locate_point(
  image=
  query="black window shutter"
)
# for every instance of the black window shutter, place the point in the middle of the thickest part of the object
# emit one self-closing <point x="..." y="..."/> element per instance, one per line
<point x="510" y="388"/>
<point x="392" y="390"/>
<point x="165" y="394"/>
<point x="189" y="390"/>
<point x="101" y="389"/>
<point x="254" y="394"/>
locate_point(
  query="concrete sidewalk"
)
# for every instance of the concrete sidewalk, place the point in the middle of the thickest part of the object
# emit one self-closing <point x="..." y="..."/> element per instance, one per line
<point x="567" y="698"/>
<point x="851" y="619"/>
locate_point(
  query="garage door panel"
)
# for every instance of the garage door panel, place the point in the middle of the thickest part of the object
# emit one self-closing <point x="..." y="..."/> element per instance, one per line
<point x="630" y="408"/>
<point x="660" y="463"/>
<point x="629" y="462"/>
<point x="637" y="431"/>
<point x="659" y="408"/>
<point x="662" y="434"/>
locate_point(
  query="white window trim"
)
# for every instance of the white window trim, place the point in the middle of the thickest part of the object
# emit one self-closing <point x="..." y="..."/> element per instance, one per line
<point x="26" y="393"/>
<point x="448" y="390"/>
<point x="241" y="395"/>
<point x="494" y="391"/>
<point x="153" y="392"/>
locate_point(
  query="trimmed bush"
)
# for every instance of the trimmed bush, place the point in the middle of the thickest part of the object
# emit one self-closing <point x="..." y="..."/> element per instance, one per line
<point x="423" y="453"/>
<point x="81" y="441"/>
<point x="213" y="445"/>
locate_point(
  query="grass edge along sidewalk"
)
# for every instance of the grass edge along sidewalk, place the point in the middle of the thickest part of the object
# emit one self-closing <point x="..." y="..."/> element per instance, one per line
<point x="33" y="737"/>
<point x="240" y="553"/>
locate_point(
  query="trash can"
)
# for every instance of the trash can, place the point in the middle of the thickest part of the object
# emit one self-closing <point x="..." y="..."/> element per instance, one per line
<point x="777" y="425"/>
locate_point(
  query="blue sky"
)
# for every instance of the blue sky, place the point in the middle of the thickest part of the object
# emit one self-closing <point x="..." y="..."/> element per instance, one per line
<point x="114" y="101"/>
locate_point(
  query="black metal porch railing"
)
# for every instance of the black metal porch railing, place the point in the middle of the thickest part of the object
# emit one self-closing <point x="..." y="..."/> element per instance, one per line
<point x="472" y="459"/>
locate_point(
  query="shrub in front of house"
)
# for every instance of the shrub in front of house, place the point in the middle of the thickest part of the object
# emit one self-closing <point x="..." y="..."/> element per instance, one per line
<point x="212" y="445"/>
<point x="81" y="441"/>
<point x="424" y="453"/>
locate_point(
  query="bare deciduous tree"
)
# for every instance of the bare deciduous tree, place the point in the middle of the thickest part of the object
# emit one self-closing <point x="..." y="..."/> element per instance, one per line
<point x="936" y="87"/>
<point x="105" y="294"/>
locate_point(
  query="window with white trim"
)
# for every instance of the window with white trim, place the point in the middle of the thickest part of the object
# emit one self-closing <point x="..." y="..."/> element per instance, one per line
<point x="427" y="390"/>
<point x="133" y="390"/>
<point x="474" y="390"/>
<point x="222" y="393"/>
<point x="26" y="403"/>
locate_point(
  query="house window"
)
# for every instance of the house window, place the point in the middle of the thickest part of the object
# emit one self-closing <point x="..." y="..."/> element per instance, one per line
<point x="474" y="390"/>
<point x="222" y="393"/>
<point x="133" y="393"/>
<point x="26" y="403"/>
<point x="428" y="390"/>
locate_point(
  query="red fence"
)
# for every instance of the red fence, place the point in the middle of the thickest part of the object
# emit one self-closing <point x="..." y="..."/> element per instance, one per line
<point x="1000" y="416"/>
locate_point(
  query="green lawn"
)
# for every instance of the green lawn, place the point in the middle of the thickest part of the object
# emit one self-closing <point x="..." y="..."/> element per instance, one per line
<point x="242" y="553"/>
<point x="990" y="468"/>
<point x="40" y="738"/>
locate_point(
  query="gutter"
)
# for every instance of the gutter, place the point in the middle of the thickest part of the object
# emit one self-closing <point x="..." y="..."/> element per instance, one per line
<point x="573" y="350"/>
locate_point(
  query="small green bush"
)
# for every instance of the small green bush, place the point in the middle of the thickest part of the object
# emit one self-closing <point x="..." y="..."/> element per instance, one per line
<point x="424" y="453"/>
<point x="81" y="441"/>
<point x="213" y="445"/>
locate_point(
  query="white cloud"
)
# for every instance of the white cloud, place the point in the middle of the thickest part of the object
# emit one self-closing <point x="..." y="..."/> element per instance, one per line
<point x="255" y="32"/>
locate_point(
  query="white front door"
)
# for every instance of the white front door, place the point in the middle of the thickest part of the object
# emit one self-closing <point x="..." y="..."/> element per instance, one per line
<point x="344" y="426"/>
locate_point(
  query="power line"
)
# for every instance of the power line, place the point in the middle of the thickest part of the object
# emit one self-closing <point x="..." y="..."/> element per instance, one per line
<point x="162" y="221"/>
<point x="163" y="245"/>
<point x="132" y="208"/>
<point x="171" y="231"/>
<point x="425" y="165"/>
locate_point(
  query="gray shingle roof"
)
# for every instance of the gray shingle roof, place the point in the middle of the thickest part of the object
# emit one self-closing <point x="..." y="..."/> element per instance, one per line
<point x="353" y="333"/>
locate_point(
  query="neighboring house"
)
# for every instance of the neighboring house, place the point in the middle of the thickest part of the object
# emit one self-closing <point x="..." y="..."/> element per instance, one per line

========

Gather every line of the rows above that contains the string "porch" and copy each one in full. The match is case-sensitive.

  query="black metal porch railing"
# for every instance of the black metal porch railing, place the point in the middle of the thickest part of the object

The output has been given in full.